Requirement: Reproduce the entries word for word, from the line containing "Below is an image for object localization." down to the line containing "[564,339,904,539]", both lines included. Omit the pictures from your copy.

Data records:

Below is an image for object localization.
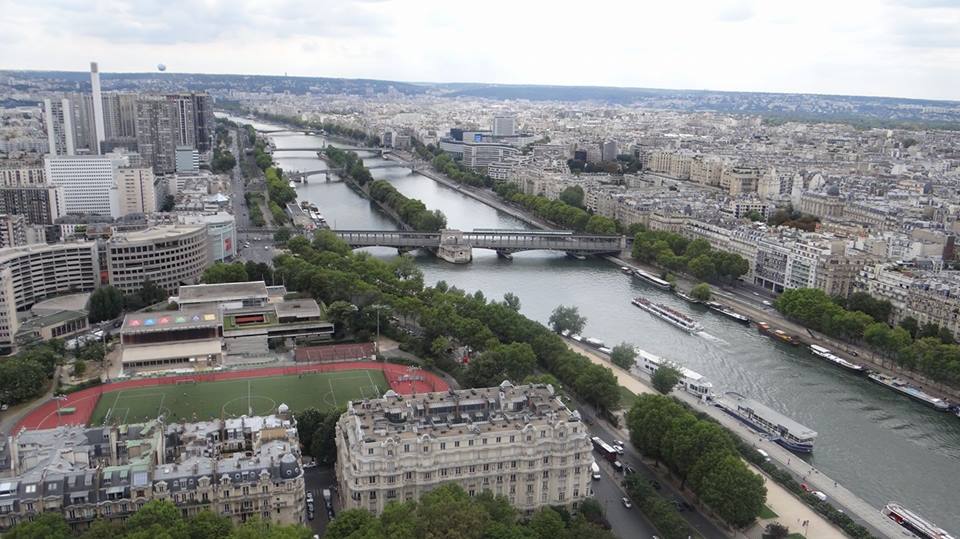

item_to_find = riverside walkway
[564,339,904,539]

--

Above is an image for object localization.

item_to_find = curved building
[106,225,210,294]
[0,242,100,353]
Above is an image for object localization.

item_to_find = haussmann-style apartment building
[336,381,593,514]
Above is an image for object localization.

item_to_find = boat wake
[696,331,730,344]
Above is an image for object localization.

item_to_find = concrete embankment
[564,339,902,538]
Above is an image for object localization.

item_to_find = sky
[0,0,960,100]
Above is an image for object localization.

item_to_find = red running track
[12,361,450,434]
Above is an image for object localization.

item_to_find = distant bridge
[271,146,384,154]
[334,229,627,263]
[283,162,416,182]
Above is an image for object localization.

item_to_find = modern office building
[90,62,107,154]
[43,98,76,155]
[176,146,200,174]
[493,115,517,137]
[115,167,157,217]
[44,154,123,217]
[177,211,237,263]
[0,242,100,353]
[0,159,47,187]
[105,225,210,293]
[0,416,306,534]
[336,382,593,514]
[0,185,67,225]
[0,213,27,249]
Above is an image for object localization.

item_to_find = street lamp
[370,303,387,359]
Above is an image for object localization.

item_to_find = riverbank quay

Full solution:
Below is an image for object localization.

item_to_find = riverside walkway
[564,339,904,539]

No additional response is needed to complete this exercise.